→ **SHORT PROBLEM**: Quote the line containing "Identify the rock" and all lines that follow it in the listing below, exactly as written.

→ **MATERIAL**:
|---|
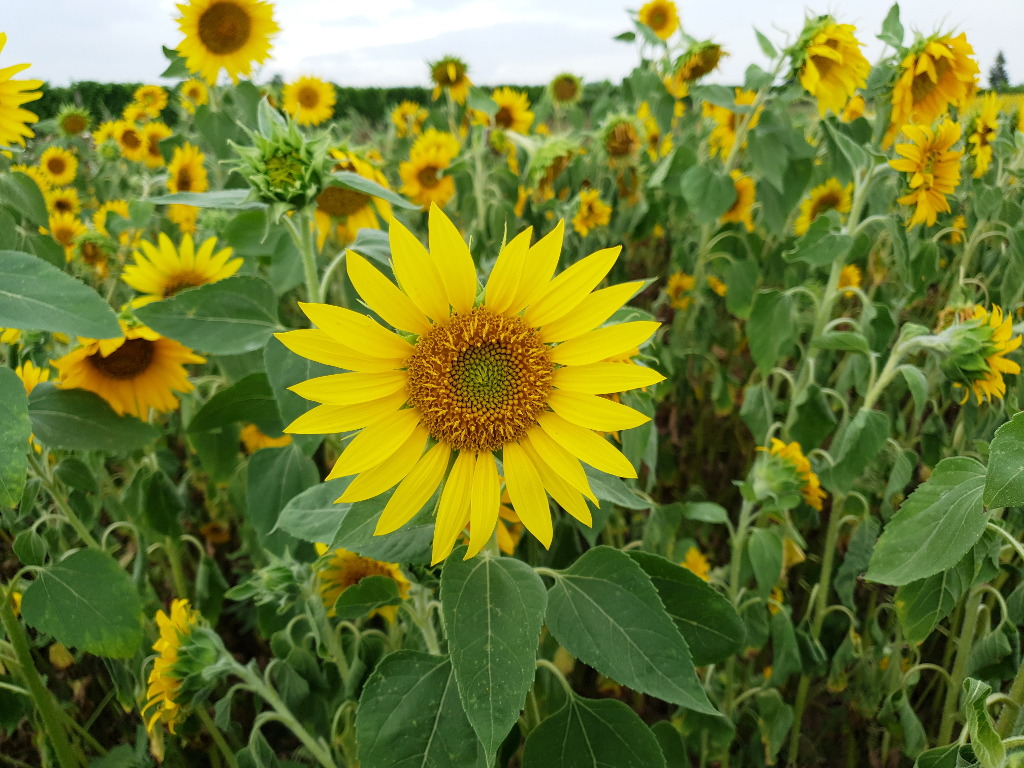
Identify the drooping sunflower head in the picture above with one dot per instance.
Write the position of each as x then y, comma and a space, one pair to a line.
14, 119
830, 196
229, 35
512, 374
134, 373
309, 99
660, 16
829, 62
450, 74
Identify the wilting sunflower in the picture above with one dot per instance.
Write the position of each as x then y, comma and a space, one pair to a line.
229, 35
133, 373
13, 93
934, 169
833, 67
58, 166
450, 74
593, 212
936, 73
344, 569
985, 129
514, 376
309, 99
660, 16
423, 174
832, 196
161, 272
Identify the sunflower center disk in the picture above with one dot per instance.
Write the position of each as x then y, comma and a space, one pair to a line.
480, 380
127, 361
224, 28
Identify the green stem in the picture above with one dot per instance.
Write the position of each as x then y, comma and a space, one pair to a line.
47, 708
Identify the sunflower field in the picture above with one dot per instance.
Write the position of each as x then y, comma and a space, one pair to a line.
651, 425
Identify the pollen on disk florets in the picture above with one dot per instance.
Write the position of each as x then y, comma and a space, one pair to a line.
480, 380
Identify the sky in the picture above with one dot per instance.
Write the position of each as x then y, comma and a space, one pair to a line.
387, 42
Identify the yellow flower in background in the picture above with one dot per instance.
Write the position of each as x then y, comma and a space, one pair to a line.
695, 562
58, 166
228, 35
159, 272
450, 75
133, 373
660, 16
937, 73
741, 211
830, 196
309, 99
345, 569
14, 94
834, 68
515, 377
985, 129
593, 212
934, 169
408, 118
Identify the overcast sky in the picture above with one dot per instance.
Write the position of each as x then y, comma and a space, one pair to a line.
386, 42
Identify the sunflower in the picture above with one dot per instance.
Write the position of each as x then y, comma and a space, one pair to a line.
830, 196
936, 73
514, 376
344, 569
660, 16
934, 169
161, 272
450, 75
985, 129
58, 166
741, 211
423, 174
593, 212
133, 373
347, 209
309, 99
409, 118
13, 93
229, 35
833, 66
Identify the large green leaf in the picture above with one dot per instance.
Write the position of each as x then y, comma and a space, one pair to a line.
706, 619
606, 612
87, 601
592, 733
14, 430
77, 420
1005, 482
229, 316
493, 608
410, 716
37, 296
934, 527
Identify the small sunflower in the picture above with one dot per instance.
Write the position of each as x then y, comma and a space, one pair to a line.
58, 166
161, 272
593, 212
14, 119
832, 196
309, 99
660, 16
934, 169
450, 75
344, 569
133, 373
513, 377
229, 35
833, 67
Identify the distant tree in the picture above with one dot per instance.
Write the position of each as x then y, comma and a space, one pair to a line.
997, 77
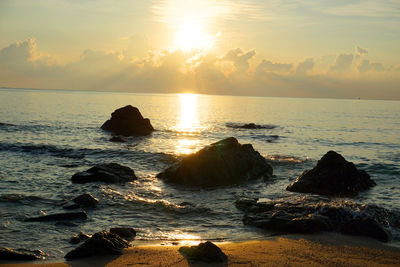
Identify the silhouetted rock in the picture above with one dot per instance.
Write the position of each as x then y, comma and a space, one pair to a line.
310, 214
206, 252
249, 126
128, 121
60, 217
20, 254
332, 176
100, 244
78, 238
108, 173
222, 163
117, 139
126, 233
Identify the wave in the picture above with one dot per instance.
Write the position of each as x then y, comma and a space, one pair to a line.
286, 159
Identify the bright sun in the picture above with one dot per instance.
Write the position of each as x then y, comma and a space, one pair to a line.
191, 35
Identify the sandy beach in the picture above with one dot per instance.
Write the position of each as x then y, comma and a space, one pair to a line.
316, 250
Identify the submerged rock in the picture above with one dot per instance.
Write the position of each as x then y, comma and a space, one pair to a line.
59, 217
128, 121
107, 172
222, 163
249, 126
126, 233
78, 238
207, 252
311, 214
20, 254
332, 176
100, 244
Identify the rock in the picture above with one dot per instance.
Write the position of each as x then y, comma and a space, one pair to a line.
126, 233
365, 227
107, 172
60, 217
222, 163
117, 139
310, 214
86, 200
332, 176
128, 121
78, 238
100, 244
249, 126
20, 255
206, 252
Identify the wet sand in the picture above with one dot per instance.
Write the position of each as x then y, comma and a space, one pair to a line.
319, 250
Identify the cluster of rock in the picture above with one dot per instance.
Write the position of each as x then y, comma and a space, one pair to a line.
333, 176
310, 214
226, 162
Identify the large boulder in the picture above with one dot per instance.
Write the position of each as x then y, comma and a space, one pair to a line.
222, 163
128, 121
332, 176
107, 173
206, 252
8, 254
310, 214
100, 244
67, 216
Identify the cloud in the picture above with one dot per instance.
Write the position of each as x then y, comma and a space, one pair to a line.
|---|
→ **THE SOLUTION**:
Identify the rock in the picture above with one dot per instance.
Write the position of each as x then y, comma and a space, one pair to a line.
126, 233
365, 227
107, 172
60, 217
222, 163
117, 139
310, 214
86, 200
332, 176
128, 121
78, 238
100, 244
249, 126
20, 255
206, 252
Identify the wet sand in the picture above with one dot per instance.
Write the position of each as x then y, comma and a space, one pair to a line.
319, 250
Identify the cluster of rock in the picture above with one dot per instance.
Write the position of each as x then y, comma and a space, one pair to a line.
333, 176
310, 214
226, 162
Identify the large boulder in the picture above with one dot per instance.
Write the position of each as x then y, comma and a space, one pair to a line.
222, 163
128, 121
332, 176
107, 173
206, 252
8, 254
310, 214
100, 244
67, 216
Identify the cloud in the picture above with one dot per instance.
Write the position of each as x then y, comma and a space, one pair to a line.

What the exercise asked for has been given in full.